§ **EXERCISE INPUTS**:
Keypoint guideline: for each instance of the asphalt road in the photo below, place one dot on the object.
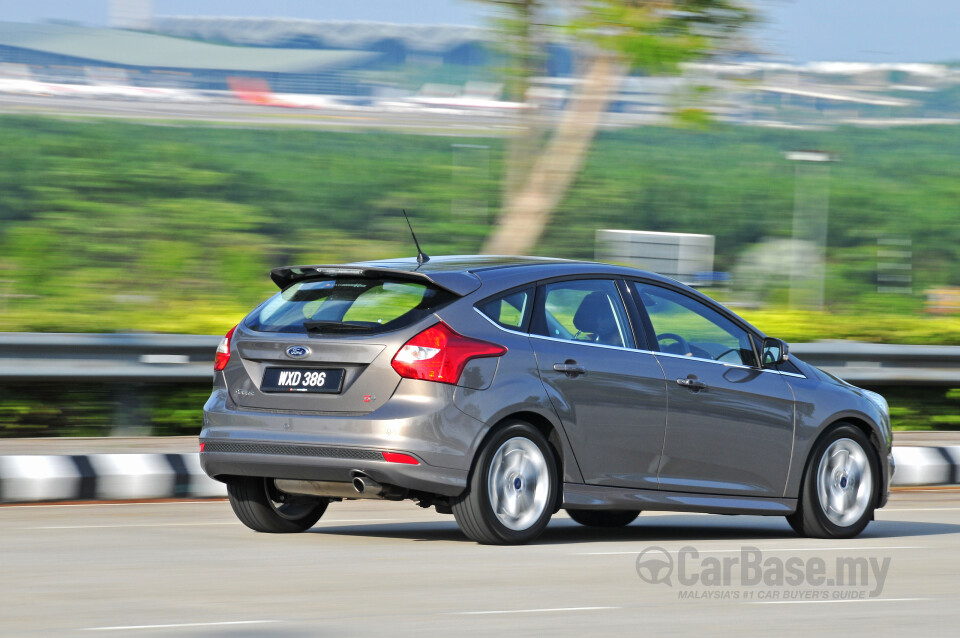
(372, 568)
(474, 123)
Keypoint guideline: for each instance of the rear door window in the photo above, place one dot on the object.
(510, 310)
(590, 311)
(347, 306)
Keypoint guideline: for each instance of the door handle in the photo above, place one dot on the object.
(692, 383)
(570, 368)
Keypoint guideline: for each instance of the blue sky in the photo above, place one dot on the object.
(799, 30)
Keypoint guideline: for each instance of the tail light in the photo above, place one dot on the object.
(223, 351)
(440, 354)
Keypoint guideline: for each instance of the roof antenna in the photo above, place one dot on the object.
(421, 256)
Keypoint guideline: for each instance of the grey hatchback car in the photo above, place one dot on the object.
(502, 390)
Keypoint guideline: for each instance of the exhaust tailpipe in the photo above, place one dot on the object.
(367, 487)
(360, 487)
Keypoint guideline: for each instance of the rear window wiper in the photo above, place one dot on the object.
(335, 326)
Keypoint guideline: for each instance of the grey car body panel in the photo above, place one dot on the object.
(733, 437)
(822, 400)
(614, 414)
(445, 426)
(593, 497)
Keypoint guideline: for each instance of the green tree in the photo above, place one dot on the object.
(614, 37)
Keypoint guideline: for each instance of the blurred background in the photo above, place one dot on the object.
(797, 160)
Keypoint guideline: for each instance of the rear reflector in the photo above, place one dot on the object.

--

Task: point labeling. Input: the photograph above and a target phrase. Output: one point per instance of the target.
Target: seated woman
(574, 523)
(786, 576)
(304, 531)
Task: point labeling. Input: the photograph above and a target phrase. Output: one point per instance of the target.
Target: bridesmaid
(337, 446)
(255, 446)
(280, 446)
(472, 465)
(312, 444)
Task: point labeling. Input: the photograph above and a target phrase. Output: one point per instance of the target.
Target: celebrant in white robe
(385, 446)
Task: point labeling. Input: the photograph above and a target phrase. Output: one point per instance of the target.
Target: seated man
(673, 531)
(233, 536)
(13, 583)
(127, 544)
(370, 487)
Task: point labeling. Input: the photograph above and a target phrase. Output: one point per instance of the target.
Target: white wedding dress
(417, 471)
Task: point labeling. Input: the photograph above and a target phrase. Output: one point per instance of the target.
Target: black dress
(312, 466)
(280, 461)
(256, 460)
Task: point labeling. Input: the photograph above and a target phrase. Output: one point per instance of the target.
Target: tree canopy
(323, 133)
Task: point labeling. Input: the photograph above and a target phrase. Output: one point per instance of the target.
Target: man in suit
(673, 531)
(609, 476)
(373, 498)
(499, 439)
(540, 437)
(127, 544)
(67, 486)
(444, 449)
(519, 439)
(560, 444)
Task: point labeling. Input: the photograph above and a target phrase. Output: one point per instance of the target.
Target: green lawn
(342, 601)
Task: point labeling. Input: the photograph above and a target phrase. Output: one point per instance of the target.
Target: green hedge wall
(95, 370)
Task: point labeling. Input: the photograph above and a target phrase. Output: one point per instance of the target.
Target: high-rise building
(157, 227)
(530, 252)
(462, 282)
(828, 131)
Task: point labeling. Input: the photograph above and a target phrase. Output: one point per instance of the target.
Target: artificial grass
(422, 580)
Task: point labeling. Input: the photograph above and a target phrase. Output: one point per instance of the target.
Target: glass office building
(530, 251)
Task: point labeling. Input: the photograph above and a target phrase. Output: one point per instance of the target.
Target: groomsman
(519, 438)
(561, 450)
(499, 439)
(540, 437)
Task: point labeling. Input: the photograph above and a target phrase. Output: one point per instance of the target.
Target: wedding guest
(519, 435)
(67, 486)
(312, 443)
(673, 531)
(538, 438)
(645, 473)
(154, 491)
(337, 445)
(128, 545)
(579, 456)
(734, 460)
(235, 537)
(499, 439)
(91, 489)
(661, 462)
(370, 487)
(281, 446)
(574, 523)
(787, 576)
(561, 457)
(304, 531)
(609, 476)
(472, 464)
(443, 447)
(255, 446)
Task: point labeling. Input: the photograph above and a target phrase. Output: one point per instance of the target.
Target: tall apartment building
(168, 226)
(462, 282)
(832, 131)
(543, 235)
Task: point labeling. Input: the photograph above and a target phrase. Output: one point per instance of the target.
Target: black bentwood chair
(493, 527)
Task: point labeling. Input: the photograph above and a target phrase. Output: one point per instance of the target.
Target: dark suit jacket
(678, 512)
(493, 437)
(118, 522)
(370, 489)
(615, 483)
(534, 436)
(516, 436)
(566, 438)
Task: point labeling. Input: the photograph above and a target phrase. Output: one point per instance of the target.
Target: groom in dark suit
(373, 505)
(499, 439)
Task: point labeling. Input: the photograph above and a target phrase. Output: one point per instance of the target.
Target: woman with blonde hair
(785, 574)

§ **WORK TASK**:
Could you write out, exactly as they stand, only the lines above that begin at the line with "Keypoint guideline: for each instance of the grey hatchback" and stop after the line with "Keypoint guideline: for each instance of the rear reflector"?

§ **TASK OUTPUT**:
Keypoint guideline: for each instance of the grey hatchback car in the photo above, place one dot on the object.
(502, 390)
Keypoint guideline: for each instance of the exhaust tailpipe in the photo above, place one dot on the object.
(367, 487)
(360, 487)
Keypoint guideline: for each instance of the rear window wiper in the photo above, place one dot on the object.
(335, 326)
Keypoint guideline: for each instance of the grey car body panel in the photo above, place one dot on the object.
(733, 437)
(822, 400)
(614, 414)
(445, 426)
(593, 497)
Keypoint guideline: for each instance of the green tree in the photo above, place one dot on the object.
(614, 37)
Keypoint guideline: for each instance of the blurred background in the photo above, place one dot on the object.
(797, 160)
Keypoint guideline: for each instance of the rear reflector in the photo above, place one dot on the object.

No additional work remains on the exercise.